▶ WHAT IS NEEDED:
Print the entries in full, word for word, but not the pictures.

▶ DATA FOR PROCESSING:
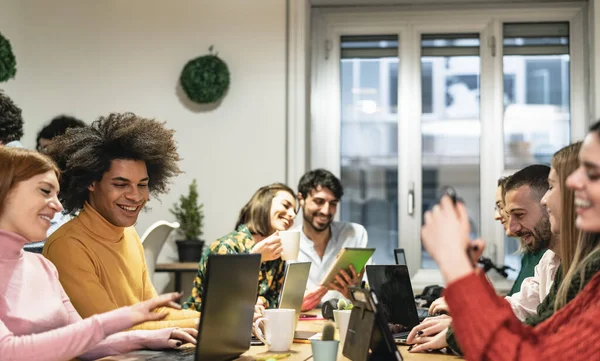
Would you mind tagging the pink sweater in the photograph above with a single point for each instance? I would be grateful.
(38, 322)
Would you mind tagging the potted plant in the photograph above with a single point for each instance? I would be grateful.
(190, 215)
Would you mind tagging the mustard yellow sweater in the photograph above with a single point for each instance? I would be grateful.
(102, 267)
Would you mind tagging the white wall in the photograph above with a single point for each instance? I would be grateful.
(594, 51)
(89, 58)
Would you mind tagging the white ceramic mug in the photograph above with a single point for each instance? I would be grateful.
(279, 329)
(290, 241)
(342, 318)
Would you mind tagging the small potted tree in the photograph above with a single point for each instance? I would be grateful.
(190, 215)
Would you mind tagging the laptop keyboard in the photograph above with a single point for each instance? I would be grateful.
(184, 354)
(422, 313)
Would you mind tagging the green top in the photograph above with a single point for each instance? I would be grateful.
(546, 309)
(528, 263)
(270, 276)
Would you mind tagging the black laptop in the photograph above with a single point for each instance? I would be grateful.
(391, 284)
(228, 299)
(399, 256)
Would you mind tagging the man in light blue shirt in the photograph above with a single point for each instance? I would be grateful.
(321, 238)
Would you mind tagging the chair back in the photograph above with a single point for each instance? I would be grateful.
(153, 240)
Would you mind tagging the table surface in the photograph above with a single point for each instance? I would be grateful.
(178, 266)
(299, 351)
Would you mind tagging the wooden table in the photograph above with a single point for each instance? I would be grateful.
(177, 268)
(299, 351)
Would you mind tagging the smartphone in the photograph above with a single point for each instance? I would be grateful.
(255, 341)
(450, 192)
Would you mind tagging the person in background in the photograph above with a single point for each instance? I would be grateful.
(527, 218)
(271, 209)
(37, 320)
(57, 126)
(534, 302)
(11, 122)
(485, 326)
(322, 238)
(110, 169)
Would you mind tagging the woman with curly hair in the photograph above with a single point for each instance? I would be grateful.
(270, 210)
(52, 330)
(109, 171)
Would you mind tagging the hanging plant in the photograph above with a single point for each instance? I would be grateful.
(8, 63)
(205, 79)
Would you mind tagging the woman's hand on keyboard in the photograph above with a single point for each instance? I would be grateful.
(429, 334)
(439, 307)
(181, 336)
(144, 311)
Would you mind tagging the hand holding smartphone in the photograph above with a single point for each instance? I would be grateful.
(451, 192)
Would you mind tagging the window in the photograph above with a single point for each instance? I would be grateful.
(536, 100)
(407, 102)
(450, 128)
(369, 138)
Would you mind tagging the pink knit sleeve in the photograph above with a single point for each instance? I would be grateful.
(127, 341)
(63, 343)
(120, 342)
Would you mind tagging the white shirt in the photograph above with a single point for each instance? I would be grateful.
(534, 289)
(343, 234)
(56, 222)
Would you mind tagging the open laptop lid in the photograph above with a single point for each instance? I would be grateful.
(399, 256)
(392, 286)
(228, 299)
(294, 285)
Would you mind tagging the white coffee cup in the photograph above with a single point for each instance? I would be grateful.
(290, 241)
(342, 319)
(279, 329)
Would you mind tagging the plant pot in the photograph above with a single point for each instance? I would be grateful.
(190, 250)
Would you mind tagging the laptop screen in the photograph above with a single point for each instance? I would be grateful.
(400, 256)
(392, 286)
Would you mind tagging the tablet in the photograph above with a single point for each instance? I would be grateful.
(357, 257)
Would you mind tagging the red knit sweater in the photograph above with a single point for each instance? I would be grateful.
(487, 328)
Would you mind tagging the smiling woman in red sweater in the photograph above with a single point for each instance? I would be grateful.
(484, 323)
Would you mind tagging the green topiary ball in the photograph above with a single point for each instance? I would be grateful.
(8, 63)
(205, 79)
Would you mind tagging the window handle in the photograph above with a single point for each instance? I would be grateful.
(411, 200)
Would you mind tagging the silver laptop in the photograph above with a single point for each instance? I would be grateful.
(294, 285)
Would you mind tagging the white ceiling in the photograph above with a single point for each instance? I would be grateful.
(423, 2)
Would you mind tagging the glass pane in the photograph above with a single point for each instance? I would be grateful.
(536, 103)
(450, 129)
(369, 142)
(536, 100)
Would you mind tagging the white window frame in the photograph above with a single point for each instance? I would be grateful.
(329, 24)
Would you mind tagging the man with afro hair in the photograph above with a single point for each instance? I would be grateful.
(11, 122)
(109, 171)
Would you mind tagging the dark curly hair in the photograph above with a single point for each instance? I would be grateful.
(11, 120)
(58, 126)
(85, 154)
(320, 177)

▶ EXPECTED ANSWER:
Would you mind tagging the pink sweater in the photograph above with a single point for each instance? I would be grateful.
(38, 322)
Would you mind tagging the potted plant in the photograph above with a single point for each instance? I would be grateful.
(190, 215)
Would you mind tagging the mustard yellow sweater in the photograph above with a single point for each instance? I would be grateful.
(102, 267)
Would you mind tagging the white wall in the photograph above with a single point for each instance? I would be grateful.
(594, 51)
(89, 58)
Would you mind tagging the white ceramic mug in the photograph above with a single point for each instance? I would be grateful.
(279, 329)
(290, 241)
(342, 318)
Would you mind tagging the small potted tree in the photograph above with a single point for each instance? I would be grateful.
(190, 215)
Would you mind tagging the laptop keyboard in the photograph above with a single point for each instance? I would be grateful.
(184, 354)
(422, 313)
Would you mind tagging the green top in the photograph above with a single point for each instance? I would be grateful.
(546, 309)
(528, 263)
(270, 276)
Would you mind tagging the black laptop in the photograph above with a single point for each instance? I would be grateful.
(391, 284)
(228, 299)
(399, 256)
Would you mind tagging the man in light blue shirt in the photograph above with a single point for each instance? I would be grateful.
(321, 238)
Would you mind tagging the chair back in the photograph above with a single point for each instance? I would be grateful.
(153, 240)
Would you mind tagging the table surface in the photograph above with a single point for each instance? I would be grateful.
(178, 266)
(299, 351)
Would you mind tagging the wooden table in the photograph above with a single point for each instance? I would be grateful.
(177, 268)
(299, 351)
Would you mind tagging the smartphone in the photograph above with a single point for each instance? I would be grateful.
(255, 341)
(450, 192)
Would you mind tagging the person in background in the photograph above with a single point for each instance? I would be grateful.
(527, 218)
(271, 209)
(37, 320)
(57, 126)
(534, 302)
(11, 122)
(485, 326)
(322, 238)
(110, 169)
Would you mind tagging the woman with curly hair in the photograph above with a single point for each instance? I would be grateful.
(270, 210)
(52, 330)
(109, 171)
Would you mind tagging the hanging plant in the photograph above with a single point for each instance? I would be grateful.
(8, 63)
(205, 79)
Would you mind tagging the woman's hand on keyboard in the photograph above with a single point for each instance? I would be grateful.
(429, 334)
(439, 307)
(181, 336)
(144, 311)
Would you mind tagging the hand holding smartphone in the photograph above with a single point for each instance? I would be grateful.
(451, 192)
Would you mind tagging the window in the photograph above with a single point for each instance? I would be grateful.
(536, 100)
(407, 102)
(450, 128)
(369, 138)
Would you mind tagging the pink knit sleeve in the photograph above with a single point for each instance? I would be grateful.
(127, 341)
(63, 343)
(120, 342)
Would you mind tagging the white shirt in the photograph above with a single point for each instance? I would be grateful.
(534, 289)
(343, 234)
(56, 222)
Would you mind tagging the open laptop lid in the photograph above with a single point for each instance? I would be grateful.
(399, 256)
(392, 286)
(228, 299)
(294, 285)
Would you mind tagging the white coffee cup in the photograph above with a single point for each instance? I would be grateful.
(290, 241)
(342, 319)
(279, 329)
Would you mind tagging the plant pot in the photograph above with a single point for each instance? I would be grateful.
(190, 250)
Would you mind tagging the laptop screen in the photograph above with a single point for each instance? I would be grateful.
(400, 256)
(392, 286)
Would you mind tagging the tablet in the photograph above with a single point for each instance? I would be grateful.
(357, 257)
Would you mind tagging the red knit sweater in the photograph above with a single point for each instance? I would be grateful.
(487, 328)
Would you mind tagging the smiling woman in red sweater in the photograph above with a single point for each instance? I would be grateful.
(484, 323)
Would you mind tagging the green topiary ball in the photograph above with a single point for each instance? I would be grateful.
(8, 63)
(205, 79)
Would you mind tagging the window handle in the photograph above with a single point for each instance? I would be grateful.
(411, 200)
Would you mind tagging the silver laptop in the photograph above with a single point for each instance? I would be grateful.
(294, 285)
Would you mind tagging the white ceiling in the photograph above with a single point for each instance? I would be grateful.
(423, 2)
Would you mind tagging the glass pane in the photograph above with a single point for each instance? I would be grateful.
(536, 103)
(450, 129)
(369, 142)
(536, 100)
Would you mind tagging the white window frame in the photograph above with a single point for each instance? I would be grateful.
(329, 24)
Would you mind tagging the man with afro hair in the photograph above with a single point for each instance? I would be grateful.
(11, 122)
(109, 171)
Would you mind tagging the dark curly hair in the photograph above with a single point for each instance? I would be grateful.
(11, 120)
(58, 126)
(85, 154)
(320, 177)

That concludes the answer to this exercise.